- **Try it**:
Below are the entries; return every line among them that holds the word "print".

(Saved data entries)
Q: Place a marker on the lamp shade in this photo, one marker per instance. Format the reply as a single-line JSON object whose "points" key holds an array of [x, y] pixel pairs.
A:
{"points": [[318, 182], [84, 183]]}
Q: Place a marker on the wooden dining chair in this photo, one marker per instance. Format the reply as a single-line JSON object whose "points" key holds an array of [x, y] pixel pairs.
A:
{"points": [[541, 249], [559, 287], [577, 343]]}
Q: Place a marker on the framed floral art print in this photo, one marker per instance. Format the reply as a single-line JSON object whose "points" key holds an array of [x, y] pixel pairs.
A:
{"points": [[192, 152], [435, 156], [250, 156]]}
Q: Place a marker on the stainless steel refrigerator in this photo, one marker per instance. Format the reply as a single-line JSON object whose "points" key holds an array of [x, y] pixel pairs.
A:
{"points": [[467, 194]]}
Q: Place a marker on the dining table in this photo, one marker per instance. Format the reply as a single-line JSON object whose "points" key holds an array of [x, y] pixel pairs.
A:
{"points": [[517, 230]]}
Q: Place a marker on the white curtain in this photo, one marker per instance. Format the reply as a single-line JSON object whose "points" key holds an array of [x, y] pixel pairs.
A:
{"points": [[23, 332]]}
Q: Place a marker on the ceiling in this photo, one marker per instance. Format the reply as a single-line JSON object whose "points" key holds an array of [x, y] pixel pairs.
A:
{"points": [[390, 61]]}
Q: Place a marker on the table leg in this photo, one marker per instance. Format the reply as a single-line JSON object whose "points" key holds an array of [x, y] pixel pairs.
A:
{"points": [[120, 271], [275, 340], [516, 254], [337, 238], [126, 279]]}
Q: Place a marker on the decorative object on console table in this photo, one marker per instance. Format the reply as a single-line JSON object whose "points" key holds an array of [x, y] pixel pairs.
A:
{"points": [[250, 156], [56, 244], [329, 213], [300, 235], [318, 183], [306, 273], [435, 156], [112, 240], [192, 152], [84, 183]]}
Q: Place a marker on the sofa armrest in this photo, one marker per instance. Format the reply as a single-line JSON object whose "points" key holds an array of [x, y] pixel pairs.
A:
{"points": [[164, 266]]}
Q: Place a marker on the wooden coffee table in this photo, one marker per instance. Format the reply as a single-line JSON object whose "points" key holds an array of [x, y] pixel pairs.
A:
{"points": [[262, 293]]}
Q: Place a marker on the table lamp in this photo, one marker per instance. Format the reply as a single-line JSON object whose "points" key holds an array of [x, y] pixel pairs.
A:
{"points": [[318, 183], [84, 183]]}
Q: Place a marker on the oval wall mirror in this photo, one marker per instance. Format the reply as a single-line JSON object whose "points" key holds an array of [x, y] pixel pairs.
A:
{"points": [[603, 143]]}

---

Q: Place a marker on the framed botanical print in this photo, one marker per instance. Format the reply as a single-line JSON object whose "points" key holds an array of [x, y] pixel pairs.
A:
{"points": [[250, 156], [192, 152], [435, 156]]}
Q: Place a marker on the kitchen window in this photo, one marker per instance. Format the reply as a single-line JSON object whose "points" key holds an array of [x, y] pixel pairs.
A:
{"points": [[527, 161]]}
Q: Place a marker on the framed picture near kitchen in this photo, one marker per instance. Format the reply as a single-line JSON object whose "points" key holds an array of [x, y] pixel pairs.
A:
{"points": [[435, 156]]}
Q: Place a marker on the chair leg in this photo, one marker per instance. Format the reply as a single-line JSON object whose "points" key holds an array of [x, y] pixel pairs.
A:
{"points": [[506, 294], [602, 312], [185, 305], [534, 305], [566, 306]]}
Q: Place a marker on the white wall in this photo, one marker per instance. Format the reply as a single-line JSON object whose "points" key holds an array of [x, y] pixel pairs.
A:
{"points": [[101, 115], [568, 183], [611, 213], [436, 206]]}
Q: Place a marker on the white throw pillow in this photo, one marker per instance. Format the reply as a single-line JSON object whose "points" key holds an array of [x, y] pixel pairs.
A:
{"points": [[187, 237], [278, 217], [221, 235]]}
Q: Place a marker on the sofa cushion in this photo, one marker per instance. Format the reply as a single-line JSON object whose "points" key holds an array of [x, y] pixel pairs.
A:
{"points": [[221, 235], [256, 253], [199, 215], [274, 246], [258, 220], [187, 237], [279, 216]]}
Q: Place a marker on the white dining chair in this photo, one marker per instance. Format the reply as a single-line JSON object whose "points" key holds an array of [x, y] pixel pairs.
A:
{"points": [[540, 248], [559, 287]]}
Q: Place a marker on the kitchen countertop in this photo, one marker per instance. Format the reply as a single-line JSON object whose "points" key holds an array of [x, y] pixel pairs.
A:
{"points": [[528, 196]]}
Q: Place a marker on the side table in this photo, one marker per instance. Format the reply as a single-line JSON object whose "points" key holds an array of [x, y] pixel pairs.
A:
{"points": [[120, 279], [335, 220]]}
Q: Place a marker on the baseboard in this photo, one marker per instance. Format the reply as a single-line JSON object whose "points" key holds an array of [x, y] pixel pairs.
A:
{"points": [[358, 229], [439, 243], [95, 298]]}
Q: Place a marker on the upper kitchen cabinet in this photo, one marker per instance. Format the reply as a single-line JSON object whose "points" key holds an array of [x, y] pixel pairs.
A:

- **Answer box**:
Q: Place a marker on the framed floral art print in this photo, one marker per instance. Format the reply as a single-line JSON object whose "points" key holds an array of [x, y] pixel pairs.
Q: Place a marker on the framed botanical print in this photo, one marker per instance. Format the reply as a single-line JSON object whose "points" key holds an array of [x, y] pixel pairs.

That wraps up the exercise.